> [The exercise]: Copy the Burgess Hill Town Football Club passage below word for word.

> [Passage given]:
— BEGIN —

Burgess Hill Town Football Club is an English football club currently playing in the . The club plays its home games at the More Than Tyres Stadium (Leylands Park) in Burgess Hill, West Sussex.

History
Burgess Hill Football Club was founded in 1882 and was a founder member of the Sussex County Football Association. The club attained the unique achievement of winning the Sussex Senior Cup three years running thus retaining it permanently in the process. The cup is on display in the trophy cabinet in the club boardroom. The current trophy was presented to the S.C.F.A. by Burgess Hill Town Football Club.  In the club's formative years they were also founder members of the Mid-Sussex Football League, and won the League Championship in its inaugural season.

— END —

> [Supplied material]:

— BEGIN —

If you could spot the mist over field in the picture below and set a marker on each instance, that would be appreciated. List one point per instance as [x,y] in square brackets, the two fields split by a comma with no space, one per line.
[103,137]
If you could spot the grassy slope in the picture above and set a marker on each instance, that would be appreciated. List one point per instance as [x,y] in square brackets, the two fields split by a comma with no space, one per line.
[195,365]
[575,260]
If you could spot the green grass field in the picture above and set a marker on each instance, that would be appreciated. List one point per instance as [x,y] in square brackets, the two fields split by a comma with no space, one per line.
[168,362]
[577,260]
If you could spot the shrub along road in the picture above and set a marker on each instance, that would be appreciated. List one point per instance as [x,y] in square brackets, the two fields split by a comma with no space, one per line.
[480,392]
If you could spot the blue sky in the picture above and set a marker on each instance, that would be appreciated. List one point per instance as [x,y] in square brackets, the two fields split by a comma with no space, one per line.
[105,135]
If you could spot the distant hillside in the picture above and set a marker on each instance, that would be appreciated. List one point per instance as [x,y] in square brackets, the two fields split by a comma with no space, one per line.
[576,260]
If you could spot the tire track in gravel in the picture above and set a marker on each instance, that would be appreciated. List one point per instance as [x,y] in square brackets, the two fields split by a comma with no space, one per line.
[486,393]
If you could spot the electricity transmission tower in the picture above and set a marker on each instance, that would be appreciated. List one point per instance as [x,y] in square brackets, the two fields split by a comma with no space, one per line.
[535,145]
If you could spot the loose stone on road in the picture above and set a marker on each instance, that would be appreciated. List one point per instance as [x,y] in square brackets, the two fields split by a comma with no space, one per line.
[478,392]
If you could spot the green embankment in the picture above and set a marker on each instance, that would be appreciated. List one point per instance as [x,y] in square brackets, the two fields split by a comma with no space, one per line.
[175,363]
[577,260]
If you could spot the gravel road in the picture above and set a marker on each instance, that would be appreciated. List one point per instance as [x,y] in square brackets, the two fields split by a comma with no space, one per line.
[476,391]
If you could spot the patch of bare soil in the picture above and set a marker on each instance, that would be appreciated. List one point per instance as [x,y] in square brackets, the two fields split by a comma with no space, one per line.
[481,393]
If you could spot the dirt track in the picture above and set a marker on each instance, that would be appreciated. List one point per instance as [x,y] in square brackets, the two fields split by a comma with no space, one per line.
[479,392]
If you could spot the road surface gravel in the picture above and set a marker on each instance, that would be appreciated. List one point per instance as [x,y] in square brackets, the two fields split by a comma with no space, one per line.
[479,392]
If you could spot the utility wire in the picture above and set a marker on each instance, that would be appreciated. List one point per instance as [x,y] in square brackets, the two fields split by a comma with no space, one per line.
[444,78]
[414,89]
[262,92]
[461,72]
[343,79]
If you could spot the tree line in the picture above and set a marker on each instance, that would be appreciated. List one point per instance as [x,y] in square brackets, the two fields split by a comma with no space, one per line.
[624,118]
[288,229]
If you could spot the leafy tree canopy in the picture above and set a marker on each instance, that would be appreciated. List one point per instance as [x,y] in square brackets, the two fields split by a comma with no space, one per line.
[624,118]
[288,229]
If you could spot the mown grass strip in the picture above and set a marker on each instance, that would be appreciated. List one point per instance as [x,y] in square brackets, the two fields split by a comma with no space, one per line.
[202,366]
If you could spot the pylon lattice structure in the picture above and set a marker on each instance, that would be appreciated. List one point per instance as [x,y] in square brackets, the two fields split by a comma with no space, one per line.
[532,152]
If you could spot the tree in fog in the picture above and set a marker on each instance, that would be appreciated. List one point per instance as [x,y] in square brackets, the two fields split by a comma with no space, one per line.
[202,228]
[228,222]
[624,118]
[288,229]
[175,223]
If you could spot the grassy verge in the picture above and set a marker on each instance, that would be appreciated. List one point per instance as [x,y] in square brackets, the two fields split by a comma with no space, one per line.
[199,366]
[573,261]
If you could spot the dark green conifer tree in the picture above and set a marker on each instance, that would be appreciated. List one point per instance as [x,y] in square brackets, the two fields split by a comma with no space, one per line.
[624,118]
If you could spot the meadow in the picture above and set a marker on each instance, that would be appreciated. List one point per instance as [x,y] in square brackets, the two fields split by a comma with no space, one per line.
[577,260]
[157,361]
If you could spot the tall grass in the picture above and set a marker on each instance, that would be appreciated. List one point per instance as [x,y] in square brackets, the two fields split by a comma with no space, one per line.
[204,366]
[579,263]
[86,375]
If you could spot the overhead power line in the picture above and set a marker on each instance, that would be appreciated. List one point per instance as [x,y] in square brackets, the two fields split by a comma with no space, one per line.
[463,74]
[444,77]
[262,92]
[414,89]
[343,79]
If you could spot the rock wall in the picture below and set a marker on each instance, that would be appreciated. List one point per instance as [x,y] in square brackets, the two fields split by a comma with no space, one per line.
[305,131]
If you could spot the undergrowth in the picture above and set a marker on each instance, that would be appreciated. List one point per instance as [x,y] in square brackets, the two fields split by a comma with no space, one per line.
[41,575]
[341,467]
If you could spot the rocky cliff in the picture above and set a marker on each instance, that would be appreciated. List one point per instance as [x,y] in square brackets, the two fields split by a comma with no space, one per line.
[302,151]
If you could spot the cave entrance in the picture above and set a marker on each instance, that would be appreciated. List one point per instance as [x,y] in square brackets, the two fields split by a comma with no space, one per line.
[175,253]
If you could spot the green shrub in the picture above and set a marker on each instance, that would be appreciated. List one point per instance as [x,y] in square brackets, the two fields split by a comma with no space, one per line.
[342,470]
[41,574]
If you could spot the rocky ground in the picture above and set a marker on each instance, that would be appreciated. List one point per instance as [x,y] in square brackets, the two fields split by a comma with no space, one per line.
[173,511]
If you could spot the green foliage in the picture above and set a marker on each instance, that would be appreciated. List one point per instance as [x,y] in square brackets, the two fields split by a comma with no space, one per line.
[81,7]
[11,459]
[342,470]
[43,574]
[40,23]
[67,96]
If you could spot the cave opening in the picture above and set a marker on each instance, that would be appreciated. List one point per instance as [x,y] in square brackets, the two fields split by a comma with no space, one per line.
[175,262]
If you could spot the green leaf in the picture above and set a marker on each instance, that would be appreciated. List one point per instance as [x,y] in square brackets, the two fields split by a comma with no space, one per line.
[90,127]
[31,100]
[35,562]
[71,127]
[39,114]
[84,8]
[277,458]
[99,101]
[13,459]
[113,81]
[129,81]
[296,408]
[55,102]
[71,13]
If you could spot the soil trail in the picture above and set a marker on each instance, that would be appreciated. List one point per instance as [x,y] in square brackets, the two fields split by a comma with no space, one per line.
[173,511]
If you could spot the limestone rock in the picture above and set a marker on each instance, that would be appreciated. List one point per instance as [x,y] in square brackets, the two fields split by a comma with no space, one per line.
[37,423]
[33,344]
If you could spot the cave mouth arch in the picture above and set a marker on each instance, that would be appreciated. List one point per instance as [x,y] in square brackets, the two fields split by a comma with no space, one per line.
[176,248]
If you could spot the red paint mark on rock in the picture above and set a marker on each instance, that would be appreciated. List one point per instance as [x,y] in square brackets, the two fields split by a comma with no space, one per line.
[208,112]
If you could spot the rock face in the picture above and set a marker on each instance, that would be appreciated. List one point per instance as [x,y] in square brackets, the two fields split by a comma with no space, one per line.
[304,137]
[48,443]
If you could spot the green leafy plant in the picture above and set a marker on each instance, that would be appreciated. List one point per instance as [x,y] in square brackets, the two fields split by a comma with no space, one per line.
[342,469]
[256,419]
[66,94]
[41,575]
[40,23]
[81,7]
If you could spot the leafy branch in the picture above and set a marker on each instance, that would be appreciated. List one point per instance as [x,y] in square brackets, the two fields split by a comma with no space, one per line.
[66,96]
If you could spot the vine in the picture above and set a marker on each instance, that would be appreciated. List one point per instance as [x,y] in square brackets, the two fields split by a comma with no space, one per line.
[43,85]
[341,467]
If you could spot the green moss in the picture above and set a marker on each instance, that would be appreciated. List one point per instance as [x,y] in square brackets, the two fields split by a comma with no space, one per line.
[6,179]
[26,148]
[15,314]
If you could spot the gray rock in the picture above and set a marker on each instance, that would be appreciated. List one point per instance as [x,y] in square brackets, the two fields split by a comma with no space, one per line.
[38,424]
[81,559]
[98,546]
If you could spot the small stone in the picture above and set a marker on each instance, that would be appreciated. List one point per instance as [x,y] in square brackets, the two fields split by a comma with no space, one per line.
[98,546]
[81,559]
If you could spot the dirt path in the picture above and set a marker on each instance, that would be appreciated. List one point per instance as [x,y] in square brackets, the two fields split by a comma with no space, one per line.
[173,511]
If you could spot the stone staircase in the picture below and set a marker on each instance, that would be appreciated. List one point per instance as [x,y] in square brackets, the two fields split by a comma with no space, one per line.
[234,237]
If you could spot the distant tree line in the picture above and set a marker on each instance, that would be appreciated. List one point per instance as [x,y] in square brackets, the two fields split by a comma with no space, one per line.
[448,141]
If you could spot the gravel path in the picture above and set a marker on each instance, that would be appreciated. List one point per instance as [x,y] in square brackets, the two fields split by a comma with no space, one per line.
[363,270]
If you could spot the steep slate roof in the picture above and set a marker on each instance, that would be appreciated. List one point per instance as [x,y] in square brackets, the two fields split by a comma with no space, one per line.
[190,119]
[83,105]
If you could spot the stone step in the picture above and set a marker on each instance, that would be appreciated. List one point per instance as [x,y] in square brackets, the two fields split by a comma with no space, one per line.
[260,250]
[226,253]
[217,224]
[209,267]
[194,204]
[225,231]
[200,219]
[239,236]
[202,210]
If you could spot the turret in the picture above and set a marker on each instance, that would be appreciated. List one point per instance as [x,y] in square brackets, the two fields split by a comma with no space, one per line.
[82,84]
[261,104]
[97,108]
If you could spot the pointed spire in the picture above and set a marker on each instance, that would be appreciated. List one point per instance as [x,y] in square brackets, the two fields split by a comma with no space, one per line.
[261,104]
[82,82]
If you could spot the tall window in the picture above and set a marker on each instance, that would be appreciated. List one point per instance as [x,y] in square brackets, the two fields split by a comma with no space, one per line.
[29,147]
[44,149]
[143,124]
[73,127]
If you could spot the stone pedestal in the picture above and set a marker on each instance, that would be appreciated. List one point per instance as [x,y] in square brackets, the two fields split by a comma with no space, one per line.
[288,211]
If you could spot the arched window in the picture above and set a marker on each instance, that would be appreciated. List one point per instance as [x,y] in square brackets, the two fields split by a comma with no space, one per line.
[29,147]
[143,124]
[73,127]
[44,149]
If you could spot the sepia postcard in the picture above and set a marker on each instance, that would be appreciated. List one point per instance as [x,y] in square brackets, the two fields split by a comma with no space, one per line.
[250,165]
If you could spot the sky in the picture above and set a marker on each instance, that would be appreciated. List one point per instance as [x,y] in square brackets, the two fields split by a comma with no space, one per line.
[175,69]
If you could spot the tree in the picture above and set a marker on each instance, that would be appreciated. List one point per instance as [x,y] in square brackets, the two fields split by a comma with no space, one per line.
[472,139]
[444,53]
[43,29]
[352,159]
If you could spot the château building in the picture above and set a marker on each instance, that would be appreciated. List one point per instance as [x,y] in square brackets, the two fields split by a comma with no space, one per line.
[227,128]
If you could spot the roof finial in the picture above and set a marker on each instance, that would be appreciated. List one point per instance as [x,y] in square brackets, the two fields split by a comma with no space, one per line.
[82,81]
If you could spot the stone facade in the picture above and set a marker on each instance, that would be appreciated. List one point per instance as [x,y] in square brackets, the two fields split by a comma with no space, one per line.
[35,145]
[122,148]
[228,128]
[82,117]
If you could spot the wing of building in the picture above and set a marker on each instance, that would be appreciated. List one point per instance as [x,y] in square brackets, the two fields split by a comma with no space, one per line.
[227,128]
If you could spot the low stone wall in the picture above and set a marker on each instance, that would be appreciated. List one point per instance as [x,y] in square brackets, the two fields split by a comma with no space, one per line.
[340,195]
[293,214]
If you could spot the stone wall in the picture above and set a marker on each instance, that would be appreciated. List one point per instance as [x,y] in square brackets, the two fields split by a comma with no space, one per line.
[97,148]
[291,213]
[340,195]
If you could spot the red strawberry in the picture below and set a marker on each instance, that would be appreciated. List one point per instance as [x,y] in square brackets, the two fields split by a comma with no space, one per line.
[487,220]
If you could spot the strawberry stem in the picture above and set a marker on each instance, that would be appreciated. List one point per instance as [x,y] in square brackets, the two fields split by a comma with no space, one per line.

— END —

> [The answer]:
Burgess Hill Town Football Club is an English football club currently playing in the . The club plays its home games at the More Than Tyres Stadium (Leylands Park) in Burgess Hill, West Sussex.

History
Burgess Hill Football Club was founded in 1882 and was a founder member of the Sussex County Football Association. The club attained the unique achievement of winning the Sussex Senior Cup three years running thus retaining it permanently in the process. The cup is on display in the trophy cabinet in the club boardroom. The current trophy was presented to the S.C.F.A. by Burgess Hill Town Football Club.  In the club's formative years they were also founder members of the Mid-Sussex Football League, and won the League Championship in its inaugural season.